*RECORD EXCERPTS*
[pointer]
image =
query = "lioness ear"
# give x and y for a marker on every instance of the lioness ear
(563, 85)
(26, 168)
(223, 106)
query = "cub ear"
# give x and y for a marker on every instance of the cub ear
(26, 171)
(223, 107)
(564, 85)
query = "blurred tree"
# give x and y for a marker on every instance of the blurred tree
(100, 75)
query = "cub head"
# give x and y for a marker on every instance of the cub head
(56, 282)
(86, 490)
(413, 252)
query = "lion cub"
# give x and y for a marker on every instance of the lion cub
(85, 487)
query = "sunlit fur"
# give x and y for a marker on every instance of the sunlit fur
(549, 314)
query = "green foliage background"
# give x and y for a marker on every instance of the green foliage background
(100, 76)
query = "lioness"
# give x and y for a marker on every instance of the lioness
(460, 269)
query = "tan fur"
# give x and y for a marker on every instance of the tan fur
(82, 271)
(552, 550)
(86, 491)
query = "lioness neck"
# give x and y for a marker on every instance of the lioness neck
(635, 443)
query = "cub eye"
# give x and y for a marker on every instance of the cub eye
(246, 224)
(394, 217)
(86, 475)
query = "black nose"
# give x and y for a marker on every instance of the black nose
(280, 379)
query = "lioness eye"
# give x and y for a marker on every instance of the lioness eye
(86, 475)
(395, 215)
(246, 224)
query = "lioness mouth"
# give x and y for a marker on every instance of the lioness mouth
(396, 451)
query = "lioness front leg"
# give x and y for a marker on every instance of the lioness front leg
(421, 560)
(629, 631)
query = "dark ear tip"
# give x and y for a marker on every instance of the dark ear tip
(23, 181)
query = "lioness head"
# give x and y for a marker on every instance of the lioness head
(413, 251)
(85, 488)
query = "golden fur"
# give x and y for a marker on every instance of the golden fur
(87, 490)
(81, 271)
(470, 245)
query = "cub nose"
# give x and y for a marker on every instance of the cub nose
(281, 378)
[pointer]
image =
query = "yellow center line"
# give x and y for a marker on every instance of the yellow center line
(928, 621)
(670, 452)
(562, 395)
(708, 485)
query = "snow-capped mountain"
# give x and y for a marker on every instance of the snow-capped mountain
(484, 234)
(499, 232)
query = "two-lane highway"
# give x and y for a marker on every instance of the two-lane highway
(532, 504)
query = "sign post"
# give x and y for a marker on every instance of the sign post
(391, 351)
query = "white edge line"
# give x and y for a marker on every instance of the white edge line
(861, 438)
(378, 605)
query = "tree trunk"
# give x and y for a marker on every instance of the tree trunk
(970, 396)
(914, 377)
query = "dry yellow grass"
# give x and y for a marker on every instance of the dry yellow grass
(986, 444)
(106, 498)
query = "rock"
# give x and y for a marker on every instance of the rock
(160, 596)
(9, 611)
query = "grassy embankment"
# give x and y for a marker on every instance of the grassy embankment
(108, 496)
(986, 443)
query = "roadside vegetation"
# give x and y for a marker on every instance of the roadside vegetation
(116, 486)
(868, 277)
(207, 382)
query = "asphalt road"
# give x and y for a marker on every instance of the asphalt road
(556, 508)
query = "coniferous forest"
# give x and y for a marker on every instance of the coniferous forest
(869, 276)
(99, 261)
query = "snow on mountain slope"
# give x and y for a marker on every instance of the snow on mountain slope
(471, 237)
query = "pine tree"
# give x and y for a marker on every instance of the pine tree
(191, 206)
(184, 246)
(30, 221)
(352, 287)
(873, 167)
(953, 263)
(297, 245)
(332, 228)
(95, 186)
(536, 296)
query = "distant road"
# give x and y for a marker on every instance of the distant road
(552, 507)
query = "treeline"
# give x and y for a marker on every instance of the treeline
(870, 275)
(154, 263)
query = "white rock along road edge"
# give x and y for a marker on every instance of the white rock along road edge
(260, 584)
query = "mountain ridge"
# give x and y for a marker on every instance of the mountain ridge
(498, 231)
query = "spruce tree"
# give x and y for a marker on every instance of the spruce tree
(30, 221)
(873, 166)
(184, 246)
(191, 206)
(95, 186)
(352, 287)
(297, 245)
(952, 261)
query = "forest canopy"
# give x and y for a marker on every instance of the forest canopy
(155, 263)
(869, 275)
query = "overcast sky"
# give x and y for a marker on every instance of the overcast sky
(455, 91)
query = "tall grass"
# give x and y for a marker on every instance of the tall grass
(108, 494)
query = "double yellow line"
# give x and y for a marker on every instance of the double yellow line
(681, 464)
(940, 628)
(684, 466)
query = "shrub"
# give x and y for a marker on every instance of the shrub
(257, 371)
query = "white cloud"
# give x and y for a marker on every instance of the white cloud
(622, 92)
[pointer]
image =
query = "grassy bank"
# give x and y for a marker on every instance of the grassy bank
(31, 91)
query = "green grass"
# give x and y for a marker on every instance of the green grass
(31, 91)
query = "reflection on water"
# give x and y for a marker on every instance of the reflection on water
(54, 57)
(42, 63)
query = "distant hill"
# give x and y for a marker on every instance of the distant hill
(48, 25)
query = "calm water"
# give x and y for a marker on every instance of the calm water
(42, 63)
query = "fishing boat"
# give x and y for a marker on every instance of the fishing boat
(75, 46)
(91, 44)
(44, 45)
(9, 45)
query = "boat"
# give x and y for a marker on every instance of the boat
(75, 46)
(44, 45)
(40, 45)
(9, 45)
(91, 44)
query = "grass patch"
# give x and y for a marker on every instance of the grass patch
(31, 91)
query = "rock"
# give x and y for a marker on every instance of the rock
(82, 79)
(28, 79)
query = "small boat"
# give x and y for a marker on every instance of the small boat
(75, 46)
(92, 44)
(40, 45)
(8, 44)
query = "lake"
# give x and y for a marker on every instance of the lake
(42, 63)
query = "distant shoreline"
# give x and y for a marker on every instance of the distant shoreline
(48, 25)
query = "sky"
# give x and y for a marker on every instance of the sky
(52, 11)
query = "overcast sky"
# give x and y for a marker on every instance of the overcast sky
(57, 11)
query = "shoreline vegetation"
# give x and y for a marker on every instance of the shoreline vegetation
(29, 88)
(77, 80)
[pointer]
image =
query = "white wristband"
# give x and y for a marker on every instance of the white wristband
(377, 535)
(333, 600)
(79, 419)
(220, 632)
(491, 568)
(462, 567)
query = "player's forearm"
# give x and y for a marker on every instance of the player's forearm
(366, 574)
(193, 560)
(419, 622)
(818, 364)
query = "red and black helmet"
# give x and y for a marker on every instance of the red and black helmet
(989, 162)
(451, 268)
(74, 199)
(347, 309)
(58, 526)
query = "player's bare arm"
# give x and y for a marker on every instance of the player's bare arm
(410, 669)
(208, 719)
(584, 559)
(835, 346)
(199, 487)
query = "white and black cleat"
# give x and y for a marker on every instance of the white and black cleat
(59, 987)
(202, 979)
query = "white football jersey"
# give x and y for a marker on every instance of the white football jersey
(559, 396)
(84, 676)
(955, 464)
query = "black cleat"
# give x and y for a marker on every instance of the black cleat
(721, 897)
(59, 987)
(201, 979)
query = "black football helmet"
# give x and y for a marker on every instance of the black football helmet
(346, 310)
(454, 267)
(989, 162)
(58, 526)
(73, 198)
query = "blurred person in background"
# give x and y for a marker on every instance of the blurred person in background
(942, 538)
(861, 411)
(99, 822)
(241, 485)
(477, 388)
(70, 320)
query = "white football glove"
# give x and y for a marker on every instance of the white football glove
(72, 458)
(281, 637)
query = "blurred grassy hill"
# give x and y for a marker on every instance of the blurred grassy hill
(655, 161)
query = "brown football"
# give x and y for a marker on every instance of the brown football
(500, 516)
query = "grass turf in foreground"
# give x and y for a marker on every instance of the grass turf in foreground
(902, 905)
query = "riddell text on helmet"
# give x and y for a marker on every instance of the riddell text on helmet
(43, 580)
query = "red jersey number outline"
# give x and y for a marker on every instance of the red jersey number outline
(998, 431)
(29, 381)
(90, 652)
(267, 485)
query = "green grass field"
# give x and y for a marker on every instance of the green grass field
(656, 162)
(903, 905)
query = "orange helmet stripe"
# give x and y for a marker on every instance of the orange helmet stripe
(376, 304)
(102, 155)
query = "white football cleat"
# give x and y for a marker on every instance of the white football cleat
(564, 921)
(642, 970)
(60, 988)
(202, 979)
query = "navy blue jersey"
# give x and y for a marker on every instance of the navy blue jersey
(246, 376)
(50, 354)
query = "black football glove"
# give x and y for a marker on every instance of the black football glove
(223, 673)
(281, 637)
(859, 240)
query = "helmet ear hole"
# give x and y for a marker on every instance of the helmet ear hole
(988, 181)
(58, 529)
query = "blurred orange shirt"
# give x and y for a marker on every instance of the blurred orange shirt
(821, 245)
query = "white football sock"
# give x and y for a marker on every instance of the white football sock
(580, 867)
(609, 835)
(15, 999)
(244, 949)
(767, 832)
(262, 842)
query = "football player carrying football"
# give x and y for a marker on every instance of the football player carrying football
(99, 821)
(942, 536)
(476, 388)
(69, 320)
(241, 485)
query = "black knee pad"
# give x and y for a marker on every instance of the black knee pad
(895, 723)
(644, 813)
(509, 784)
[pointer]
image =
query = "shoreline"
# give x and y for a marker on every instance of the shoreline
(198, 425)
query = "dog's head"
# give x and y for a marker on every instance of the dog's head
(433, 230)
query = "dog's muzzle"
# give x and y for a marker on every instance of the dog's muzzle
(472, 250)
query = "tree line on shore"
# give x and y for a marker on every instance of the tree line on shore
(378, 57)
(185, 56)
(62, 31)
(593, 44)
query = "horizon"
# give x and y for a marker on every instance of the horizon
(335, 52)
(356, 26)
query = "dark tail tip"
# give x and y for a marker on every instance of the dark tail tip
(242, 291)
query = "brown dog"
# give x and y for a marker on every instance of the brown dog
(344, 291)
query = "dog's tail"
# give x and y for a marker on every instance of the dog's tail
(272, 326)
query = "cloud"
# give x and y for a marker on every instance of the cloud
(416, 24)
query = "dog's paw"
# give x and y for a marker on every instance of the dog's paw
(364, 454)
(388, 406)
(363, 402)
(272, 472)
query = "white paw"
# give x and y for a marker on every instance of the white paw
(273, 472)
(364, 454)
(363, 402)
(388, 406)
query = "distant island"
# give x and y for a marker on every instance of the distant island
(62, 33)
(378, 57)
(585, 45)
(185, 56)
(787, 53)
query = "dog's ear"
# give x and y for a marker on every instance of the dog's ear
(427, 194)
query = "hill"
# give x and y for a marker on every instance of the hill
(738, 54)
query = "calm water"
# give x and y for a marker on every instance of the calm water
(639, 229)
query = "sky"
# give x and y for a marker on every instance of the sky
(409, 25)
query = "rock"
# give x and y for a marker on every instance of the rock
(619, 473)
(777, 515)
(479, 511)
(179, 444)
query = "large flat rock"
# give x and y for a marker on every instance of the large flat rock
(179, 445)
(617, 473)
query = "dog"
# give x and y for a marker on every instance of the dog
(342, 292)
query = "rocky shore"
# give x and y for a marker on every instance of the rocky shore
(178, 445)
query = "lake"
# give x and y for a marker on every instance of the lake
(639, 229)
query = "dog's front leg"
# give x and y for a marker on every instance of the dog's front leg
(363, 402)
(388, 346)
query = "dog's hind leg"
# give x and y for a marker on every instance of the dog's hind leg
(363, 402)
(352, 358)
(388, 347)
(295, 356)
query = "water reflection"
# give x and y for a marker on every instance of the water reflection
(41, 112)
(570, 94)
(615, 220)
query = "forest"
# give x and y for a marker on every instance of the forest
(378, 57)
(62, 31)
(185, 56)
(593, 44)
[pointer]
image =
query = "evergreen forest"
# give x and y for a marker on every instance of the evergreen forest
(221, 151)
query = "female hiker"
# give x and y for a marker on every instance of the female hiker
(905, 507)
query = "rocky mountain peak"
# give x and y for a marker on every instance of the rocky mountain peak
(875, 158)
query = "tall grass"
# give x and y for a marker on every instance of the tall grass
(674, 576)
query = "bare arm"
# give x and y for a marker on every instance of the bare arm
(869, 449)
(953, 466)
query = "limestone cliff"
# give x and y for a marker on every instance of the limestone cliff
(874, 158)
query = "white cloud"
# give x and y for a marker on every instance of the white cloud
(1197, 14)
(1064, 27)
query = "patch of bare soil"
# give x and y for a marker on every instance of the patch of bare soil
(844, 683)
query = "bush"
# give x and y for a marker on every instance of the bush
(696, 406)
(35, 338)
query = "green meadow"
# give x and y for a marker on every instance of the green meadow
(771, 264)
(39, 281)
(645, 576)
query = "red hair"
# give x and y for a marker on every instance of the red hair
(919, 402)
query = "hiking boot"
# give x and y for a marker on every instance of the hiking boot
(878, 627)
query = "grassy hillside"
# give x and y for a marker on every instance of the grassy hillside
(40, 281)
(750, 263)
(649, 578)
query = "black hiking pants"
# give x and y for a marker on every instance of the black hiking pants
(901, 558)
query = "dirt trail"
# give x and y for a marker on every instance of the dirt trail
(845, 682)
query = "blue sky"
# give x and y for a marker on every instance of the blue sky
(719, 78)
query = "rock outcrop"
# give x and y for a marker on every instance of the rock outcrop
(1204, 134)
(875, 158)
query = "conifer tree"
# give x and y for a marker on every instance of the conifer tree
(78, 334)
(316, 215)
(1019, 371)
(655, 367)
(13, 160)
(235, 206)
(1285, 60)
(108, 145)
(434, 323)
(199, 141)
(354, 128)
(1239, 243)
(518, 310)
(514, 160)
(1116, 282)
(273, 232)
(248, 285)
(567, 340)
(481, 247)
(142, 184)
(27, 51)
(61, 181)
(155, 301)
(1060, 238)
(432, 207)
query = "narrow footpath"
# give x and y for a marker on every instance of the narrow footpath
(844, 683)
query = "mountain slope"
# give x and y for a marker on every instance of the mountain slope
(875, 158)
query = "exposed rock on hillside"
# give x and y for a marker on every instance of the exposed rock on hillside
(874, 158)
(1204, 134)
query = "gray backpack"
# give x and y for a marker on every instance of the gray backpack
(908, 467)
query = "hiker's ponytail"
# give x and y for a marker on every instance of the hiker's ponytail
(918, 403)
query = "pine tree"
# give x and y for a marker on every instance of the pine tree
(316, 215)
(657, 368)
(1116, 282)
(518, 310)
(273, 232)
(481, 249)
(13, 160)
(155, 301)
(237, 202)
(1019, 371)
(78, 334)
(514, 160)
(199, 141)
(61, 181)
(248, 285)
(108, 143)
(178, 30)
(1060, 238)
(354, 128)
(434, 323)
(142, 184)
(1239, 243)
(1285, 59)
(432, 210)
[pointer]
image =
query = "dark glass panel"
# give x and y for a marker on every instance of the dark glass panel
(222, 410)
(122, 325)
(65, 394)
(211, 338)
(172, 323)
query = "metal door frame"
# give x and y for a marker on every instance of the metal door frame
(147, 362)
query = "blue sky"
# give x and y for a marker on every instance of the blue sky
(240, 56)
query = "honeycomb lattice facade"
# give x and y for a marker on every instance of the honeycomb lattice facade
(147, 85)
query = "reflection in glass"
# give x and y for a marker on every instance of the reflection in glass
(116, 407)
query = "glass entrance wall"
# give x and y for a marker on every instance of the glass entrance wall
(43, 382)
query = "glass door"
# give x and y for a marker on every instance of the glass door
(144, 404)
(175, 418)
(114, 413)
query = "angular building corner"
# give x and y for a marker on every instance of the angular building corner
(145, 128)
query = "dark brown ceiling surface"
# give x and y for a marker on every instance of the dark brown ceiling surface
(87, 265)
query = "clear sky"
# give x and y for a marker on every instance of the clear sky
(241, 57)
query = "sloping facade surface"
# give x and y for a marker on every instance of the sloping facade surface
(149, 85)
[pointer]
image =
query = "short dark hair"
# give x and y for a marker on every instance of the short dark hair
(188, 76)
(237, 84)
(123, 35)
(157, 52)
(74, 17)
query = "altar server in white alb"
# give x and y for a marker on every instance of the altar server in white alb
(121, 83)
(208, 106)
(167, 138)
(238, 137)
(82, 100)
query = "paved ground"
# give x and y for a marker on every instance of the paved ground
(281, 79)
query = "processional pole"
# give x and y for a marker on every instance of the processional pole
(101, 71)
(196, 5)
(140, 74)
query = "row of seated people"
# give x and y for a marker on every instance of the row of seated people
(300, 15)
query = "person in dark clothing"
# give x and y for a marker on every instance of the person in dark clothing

*EXERCISE PROMPT*
Pull out each line of the data above that contains the string "sunlit" and copy it in full. Case counts.

*EXERCISE RESPONSE*
query = "sunlit fur"
# give x and y for a marker on every instance of the sunlit fur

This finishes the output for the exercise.